▶ _Task brief_:
Show every line in the rows below that contains the string "handle". Case counts.

▶ _Data provided_:
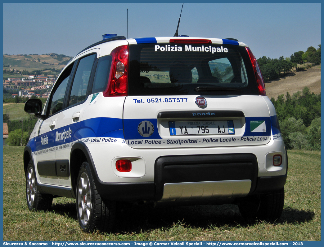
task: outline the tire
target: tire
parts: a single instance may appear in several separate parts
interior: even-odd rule
[[[242,198],[238,208],[247,219],[257,219],[274,221],[281,216],[284,202],[284,189],[269,193],[253,195]]]
[[[51,209],[53,195],[41,194],[37,188],[35,169],[31,161],[29,161],[26,173],[26,200],[29,210],[47,211]]]
[[[257,217],[261,220],[274,221],[281,216],[284,202],[284,188],[271,193],[262,194]]]
[[[116,202],[101,199],[87,163],[82,163],[77,181],[76,212],[82,231],[90,232],[95,229],[105,232],[111,231],[114,223]]]

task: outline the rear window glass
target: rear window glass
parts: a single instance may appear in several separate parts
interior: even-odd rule
[[[129,95],[259,94],[244,47],[146,44],[129,49]]]

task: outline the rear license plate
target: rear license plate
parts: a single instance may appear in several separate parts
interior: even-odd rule
[[[169,122],[170,135],[235,134],[232,120]]]

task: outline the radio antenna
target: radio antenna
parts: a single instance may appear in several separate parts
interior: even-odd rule
[[[182,4],[182,6],[181,7],[181,12],[180,12],[180,17],[179,17],[179,20],[178,21],[178,26],[177,27],[177,31],[176,31],[176,33],[174,34],[174,37],[178,37],[178,28],[179,28],[179,24],[180,24],[180,18],[181,18],[181,13],[182,13],[182,8],[183,7],[183,4]]]

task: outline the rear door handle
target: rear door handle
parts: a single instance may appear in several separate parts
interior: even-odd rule
[[[79,121],[79,119],[80,118],[80,113],[79,112],[75,113],[72,116],[72,119],[73,120],[74,122],[77,122]]]
[[[55,127],[55,121],[52,121],[52,122],[51,123],[50,125],[50,127],[52,130],[54,129],[54,127]]]

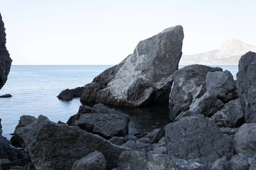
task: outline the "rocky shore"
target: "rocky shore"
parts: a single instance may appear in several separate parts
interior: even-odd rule
[[[66,123],[21,116],[11,140],[20,148],[2,136],[0,119],[0,168],[256,170],[256,53],[241,57],[237,80],[219,68],[178,70],[183,37],[180,26],[165,29],[92,83],[62,92],[61,99],[102,103],[80,106]],[[129,116],[102,104],[169,101],[172,122],[136,135]]]

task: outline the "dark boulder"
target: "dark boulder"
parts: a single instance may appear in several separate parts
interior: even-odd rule
[[[237,86],[246,123],[256,123],[256,53],[249,51],[239,60]]]
[[[84,88],[84,87],[81,87],[70,90],[67,88],[61,91],[57,97],[58,99],[64,100],[70,100],[76,97],[80,97]]]
[[[2,88],[7,80],[7,76],[10,72],[12,60],[6,49],[6,39],[4,24],[0,13],[0,89]]]
[[[80,100],[134,107],[168,102],[183,38],[177,26],[140,41],[133,54],[85,85]]]

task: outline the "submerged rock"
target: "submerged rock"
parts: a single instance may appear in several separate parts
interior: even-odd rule
[[[193,100],[200,98],[205,93],[207,73],[217,71],[222,71],[222,69],[194,65],[175,72],[170,97],[171,119],[174,120],[181,113],[188,110]]]
[[[233,144],[212,120],[203,115],[182,118],[167,125],[165,130],[168,154],[177,158],[200,158],[204,164],[211,165],[233,154]]]
[[[6,49],[6,39],[4,24],[0,13],[0,89],[7,80],[12,60]]]
[[[110,170],[117,166],[119,156],[128,150],[78,127],[52,122],[42,115],[18,126],[16,132],[24,141],[23,145],[36,169],[71,169],[75,161],[97,150],[103,155],[106,169]]]
[[[85,85],[80,100],[135,107],[168,101],[183,38],[177,26],[140,41],[133,54]]]
[[[61,91],[57,96],[58,99],[64,100],[70,100],[75,97],[80,97],[83,93],[84,87],[78,87],[73,89],[69,89],[68,88]]]
[[[256,123],[256,53],[249,51],[239,61],[237,86],[246,123]]]

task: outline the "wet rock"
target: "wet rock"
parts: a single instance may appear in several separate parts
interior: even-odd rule
[[[106,161],[100,152],[95,151],[89,153],[73,164],[72,170],[105,170]]]
[[[233,100],[224,105],[211,119],[221,122],[224,127],[238,128],[244,122],[244,111],[240,99]]]
[[[256,123],[256,53],[249,51],[239,61],[237,86],[246,123]]]
[[[229,165],[232,170],[248,170],[250,167],[247,157],[241,153],[232,156],[229,162]]]
[[[256,153],[256,123],[244,124],[235,135],[235,151],[252,157]]]
[[[88,108],[79,108],[77,116],[73,118],[75,126],[107,139],[128,134],[128,116],[100,103],[95,105],[91,110]]]
[[[157,143],[163,136],[165,132],[163,129],[155,129],[145,136],[149,138],[151,144]]]
[[[222,69],[194,65],[175,72],[170,98],[171,119],[174,120],[181,113],[188,110],[193,99],[199,98],[205,93],[207,73],[216,71],[222,71]]]
[[[76,97],[80,97],[84,88],[84,87],[81,87],[70,90],[67,88],[61,91],[57,97],[58,99],[64,100],[70,100]]]
[[[25,124],[22,119],[19,124]],[[75,161],[95,150],[104,155],[106,169],[111,169],[117,166],[121,153],[127,150],[98,135],[57,124],[42,115],[24,126],[18,126],[16,132],[23,139],[23,146],[36,169],[70,169]]]
[[[228,162],[227,157],[224,156],[216,160],[212,164],[211,170],[229,170]]]
[[[108,140],[111,143],[116,145],[120,146],[127,142],[124,137],[113,136]]]
[[[182,118],[168,124],[165,130],[168,154],[177,158],[200,158],[204,164],[210,165],[233,154],[233,144],[212,120],[204,115]]]
[[[4,95],[0,96],[0,98],[6,98],[7,97],[11,97],[12,96],[11,94],[5,94]]]
[[[85,85],[80,100],[135,107],[168,101],[183,38],[177,26],[140,41],[133,54]]]
[[[6,29],[0,13],[0,89],[7,80],[12,60],[6,49]]]

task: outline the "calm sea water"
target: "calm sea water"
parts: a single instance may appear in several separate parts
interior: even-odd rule
[[[62,90],[81,87],[112,65],[12,65],[0,95],[10,94],[12,97],[0,98],[0,118],[3,135],[10,139],[20,117],[41,114],[51,121],[66,122],[78,111],[79,99],[70,101],[56,96]],[[185,65],[180,65],[180,68]],[[215,65],[230,71],[236,78],[236,65]],[[163,127],[169,122],[168,105],[147,108],[114,107],[131,116],[129,132],[148,131]]]

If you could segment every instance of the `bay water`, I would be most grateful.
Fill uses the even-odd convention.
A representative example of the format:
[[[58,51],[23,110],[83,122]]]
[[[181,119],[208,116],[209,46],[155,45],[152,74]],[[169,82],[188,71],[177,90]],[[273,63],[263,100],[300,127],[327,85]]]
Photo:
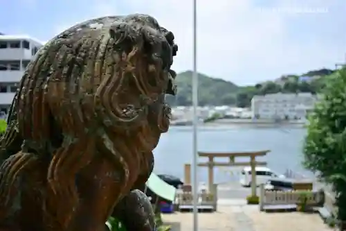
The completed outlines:
[[[266,161],[267,166],[280,174],[286,169],[305,176],[312,176],[302,165],[302,147],[307,134],[304,128],[200,127],[198,130],[198,151],[205,152],[244,152],[270,150],[265,157],[257,157]],[[154,151],[154,172],[165,173],[183,180],[184,164],[192,162],[192,128],[171,127],[168,132],[161,136]],[[237,159],[248,161],[249,157]],[[228,161],[217,158],[217,162]],[[201,157],[199,162],[207,162]],[[224,182],[236,180],[239,168],[215,168],[215,182]],[[207,169],[198,168],[198,181],[208,182]]]

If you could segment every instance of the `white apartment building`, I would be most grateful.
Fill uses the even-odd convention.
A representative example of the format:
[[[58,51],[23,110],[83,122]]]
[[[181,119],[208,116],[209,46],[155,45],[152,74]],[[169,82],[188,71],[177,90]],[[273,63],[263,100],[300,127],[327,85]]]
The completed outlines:
[[[270,94],[251,100],[254,119],[305,120],[318,99],[311,93]]]
[[[0,34],[0,116],[7,114],[26,66],[42,45],[29,36]]]

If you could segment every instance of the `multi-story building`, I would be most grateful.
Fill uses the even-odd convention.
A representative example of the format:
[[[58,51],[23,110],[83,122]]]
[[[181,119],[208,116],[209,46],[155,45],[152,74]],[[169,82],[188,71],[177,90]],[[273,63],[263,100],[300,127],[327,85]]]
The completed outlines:
[[[0,35],[0,116],[7,114],[26,66],[42,46],[29,36]]]
[[[304,120],[318,100],[311,93],[270,94],[255,96],[251,100],[254,119]]]

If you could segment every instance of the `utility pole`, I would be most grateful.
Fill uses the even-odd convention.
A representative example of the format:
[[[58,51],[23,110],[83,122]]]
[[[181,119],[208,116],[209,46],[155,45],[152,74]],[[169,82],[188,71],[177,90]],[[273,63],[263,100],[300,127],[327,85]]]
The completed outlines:
[[[346,67],[346,54],[345,55],[345,62],[344,63],[336,63],[335,64],[335,69],[338,69],[339,67]]]

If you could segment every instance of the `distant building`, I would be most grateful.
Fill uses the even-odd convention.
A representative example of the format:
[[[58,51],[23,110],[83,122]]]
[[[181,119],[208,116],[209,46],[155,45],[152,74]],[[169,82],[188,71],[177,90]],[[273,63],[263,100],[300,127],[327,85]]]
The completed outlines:
[[[29,36],[0,35],[0,114],[8,113],[26,66],[42,45]]]
[[[251,100],[254,119],[305,120],[307,112],[318,100],[311,93],[270,94],[255,96]]]

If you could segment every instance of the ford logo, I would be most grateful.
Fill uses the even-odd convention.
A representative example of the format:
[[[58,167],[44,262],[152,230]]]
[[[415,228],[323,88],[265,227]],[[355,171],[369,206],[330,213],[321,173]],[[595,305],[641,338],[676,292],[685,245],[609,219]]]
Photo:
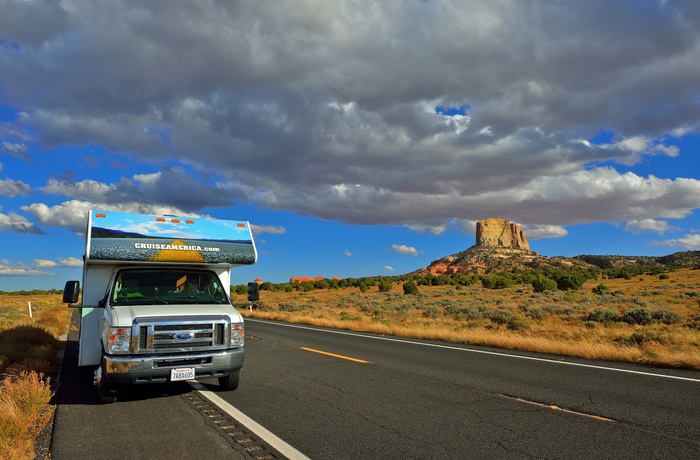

▶ _Solution below_:
task: outline the rear door handle
target: rear door handle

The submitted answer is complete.